### [TEXT]
···

BANGKOK – Thailand Ministry of health Officials have confirmed that Bumrungrad Hospital, known for treating medical tourists, said on Friday it had received the country’s first case of Middle East Respiratory Syndrome (MERS), as authorities said it had taken nearly four days to confirm the illness.
Ministry officials have reported that a 75-year-old businessman from Oman, who had traveled to Bangkok for medical treatment for a heart condition, had tested positive for MERS.
The announcement came just as an outbreak in South Korea that began last month and has infected 166 people, killing 24 of them, appeared to be leveling off.
The high-end Bumrungrad Hospital, run by Thailand’s second-largest hospital operator, identified the first MERS case. The hospital in central Bangkok treats over a million patients a year, about half of them foreigners.
“The patient came to us tired, coughing … there was no fever,” a doctor from the private hospital told a televised news conference. “So we X-rayed his chest … we found that he could have two things, a heart condition or the MERS virus.”
Tourism accounts for 10 percent of the Thai economy and medical tourists make up more than 10 percent of visitors, according to the Tourism Authority of Thailand. About a third of those medical tourists come from the Middle East.
The hospital said 58 staff had been quarantined, but all other operations were continuing as normal.
The infected man was moved to Bangkok’s Bamrasnaradura Infectious Diseases Institute on Thursday. Staff there were seen wearing and giving out masks to visitors, according to a Reuters reporter at the scene. Health warnings were posted in front of the building’s entrance.
Two South Korean hospitals were locked down and another completely shut due to MERS, while the prestigious Samsung Medical Center in Seoul, where most infections occurred, stopped taking new patients during the outbreak.
The Thai case will compound fears in Asia of a repeat of a 2002-2003 outbreak of Severe Acute Respiratory Syndrome (SARS), which began in China and killed about 800 people globally.
MERS was first identified in humans in Saudi Arabia in 2012 and the majority of cases have been in the Middle East.
Isolated cases have cropped up in Asia before South Korea’s outbreak began last month, and Thailand is the fourth Asian country to register a case.
China has had one case recently, that of a South Korean man who traveled to China via Hong Kong despite authorities suggesting he stay in voluntary quarantine at home. The Philippines has also identified a case this year.

···

### [PROVIDED RECORDS]
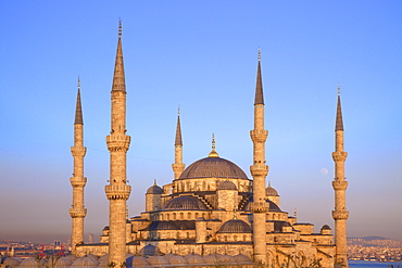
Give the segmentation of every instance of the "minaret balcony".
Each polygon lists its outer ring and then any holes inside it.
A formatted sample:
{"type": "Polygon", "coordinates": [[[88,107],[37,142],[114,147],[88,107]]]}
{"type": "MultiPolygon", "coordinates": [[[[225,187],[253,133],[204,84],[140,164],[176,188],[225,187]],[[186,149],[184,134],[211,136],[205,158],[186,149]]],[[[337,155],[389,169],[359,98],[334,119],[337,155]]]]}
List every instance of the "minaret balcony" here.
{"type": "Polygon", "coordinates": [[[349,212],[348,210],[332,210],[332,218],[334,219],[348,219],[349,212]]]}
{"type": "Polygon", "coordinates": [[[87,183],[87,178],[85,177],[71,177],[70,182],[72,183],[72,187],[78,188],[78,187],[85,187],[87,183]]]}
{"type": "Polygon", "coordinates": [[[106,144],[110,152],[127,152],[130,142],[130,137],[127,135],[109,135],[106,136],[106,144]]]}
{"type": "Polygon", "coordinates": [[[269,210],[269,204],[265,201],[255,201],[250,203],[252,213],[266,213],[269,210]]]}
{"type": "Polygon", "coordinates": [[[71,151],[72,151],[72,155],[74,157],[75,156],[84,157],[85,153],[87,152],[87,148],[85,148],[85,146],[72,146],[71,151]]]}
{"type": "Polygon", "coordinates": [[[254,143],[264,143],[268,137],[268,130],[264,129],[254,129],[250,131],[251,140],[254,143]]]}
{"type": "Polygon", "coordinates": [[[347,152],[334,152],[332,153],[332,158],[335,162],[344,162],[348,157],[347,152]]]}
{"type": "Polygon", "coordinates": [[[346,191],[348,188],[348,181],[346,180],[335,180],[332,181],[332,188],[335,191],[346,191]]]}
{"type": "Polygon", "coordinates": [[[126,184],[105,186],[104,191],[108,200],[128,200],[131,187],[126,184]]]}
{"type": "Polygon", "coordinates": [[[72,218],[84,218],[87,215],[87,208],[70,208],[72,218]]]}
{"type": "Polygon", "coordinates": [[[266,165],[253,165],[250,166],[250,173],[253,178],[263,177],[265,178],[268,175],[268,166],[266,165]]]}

···

### [DIRECTIONS]
According to the article on Thailand's first MERS case, how many Bumrungrad Hospital staff were quarantined? The listing has no role in this exercise.

### [OUTPUT OF THE TASK]
58 staff were quarantined.